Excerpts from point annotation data
• • • • •
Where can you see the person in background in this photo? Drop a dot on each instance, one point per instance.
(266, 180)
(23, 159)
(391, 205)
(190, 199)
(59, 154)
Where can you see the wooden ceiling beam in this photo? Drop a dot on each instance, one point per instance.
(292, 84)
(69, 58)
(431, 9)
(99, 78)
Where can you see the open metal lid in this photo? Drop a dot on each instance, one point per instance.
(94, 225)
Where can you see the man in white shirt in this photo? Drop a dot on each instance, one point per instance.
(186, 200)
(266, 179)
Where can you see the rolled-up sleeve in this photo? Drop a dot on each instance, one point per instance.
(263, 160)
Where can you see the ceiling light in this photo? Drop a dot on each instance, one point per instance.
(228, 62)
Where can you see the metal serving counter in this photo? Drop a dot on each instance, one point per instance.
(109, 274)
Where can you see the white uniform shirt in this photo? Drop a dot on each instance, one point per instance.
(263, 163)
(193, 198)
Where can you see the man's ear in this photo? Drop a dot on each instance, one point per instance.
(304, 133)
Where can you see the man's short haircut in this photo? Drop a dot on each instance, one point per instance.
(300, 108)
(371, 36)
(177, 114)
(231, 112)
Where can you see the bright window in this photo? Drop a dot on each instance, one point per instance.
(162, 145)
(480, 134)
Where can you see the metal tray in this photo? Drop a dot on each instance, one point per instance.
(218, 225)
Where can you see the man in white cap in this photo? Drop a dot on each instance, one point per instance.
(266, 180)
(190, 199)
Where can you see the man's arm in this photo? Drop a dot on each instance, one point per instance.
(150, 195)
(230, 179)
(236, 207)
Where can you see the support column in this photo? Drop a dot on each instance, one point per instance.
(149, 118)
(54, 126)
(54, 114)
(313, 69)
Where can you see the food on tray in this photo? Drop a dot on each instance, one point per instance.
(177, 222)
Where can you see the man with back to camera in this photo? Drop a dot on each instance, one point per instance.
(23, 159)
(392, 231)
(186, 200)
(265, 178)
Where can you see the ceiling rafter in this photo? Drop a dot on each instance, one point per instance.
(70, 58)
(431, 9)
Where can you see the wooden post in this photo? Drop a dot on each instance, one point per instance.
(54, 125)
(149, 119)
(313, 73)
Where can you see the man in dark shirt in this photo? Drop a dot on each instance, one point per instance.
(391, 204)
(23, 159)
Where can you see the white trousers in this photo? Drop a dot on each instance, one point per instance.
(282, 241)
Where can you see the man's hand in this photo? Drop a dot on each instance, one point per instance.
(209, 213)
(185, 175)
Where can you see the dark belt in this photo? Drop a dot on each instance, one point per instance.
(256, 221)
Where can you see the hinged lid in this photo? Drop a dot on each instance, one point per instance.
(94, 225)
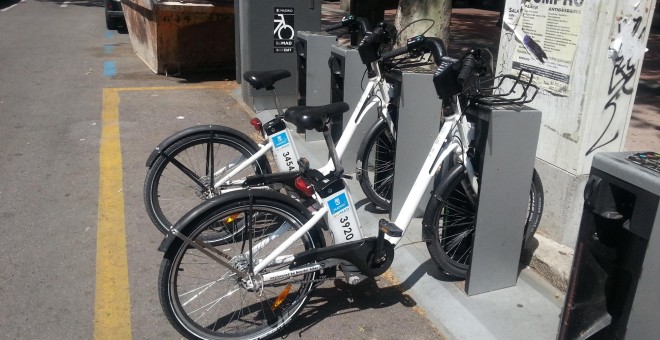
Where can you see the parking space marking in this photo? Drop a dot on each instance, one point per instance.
(10, 7)
(112, 306)
(109, 68)
(112, 316)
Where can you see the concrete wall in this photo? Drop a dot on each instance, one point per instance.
• • • • •
## EXERCISE DESCRIPTION
Lay out the listing above as a JSON array of strings, one string per line, with blank lines dropped. Omit the picture placeholders.

## ANSWER TO THIS TASK
[
  "Where can you see the person in background in this photo? Drop a dot on each instance, one point per instance.",
  "(266, 180)",
  "(23, 159)",
  "(391, 205)",
  "(190, 199)",
  "(59, 154)",
  "Where can you see the wooden ceiling beam in this photo? Drop a dot on each instance, one point per instance.",
  "(292, 84)",
  "(69, 58)",
  "(431, 9)",
  "(99, 78)",
  "Where can you see the open metal lid in this photo? Drop a dot on each instance, one point per instance.",
  "(94, 225)",
  "Where can you see the man in white shirt in this photo? Drop a dot on each instance, one point per instance.",
  "(186, 200)",
  "(266, 179)",
  "Where can you see the rolled-up sleeve in this photo? Drop a dot on each instance, one point per instance.",
  "(263, 160)",
  "Where can you see the ceiling light in this photo? Drop a dot on each instance, one point per instance.",
  "(228, 62)",
  "Where can you see the metal serving counter in this photo? Drop a dot on each instance, one point per instance.",
  "(109, 274)",
  "Where can you see the white uniform shirt in this photo? Drop a dot on each instance, one point per instance.",
  "(263, 163)",
  "(193, 198)",
  "Where can you see the man's ear in this photo? Drop a dot on each instance, one point per instance.",
  "(304, 133)",
  "Where can you see the man's short haircut in this photo? Drop a dot on each instance, one point per instance.",
  "(300, 108)",
  "(371, 36)",
  "(177, 114)",
  "(231, 112)",
  "Where can you see the bright window in this photo? Drop a dot on each instance, one point per instance.",
  "(162, 145)",
  "(480, 134)",
  "Where can you see the metal tray in this photo? Drop a dot on each instance, one point per instance.",
  "(218, 225)",
  "Where can you see the man in white cap in this photo? Drop a dot on each instance, one point per instance.",
  "(266, 180)",
  "(190, 199)",
  "Where can you see the man's arm in this photo? Drop a dot on each instance, one point per instance.",
  "(150, 195)",
  "(230, 179)",
  "(236, 207)",
  "Where can you see the support column in this photo? Drop a dot on each instance, one point per instance.",
  "(149, 118)",
  "(54, 126)",
  "(54, 114)",
  "(313, 69)",
  "Where can you see the food on tray in this photo? Drop a dot on each instance, one point per instance.",
  "(177, 222)",
  "Where can you see the man with back to camera in this photo? Drop a dot on each instance, one point per instance.",
  "(23, 159)",
  "(392, 231)",
  "(186, 200)",
  "(265, 178)",
  "Where can you see the ceiling rafter in this photo? Drop a dot on each instance, one point per instance.",
  "(70, 58)",
  "(431, 9)",
  "Where can you see the wooden post in this photo? Drop a dot on each instance, one point per instance.",
  "(54, 125)",
  "(149, 119)",
  "(313, 73)",
  "Where can you see the man in dark shirt in this photo? Drop a dot on each instance, one point per instance.",
  "(391, 204)",
  "(23, 159)",
  "Where can you see the white trousers in this photo? Drop a dot on each instance, one point per instance.",
  "(282, 241)",
  "Where can you see the man's hand in this photo? Drop a dot on each instance, one point per instance.",
  "(209, 213)",
  "(185, 175)",
  "Where can you see the dark belt in this photo? Drop a dot on each instance, one point per instance.",
  "(256, 221)",
  "Where can you see the hinged lid in this photo? Drop a dot on each instance, one point per instance.",
  "(94, 225)",
  "Where can you see the parking space marking in this photo? Drop a dot on each instance, one point per instance.",
  "(10, 7)",
  "(112, 306)",
  "(109, 68)",
  "(112, 316)",
  "Where can you see the concrete wall in this photo? Drop a dot on each instance, one point per instance."
]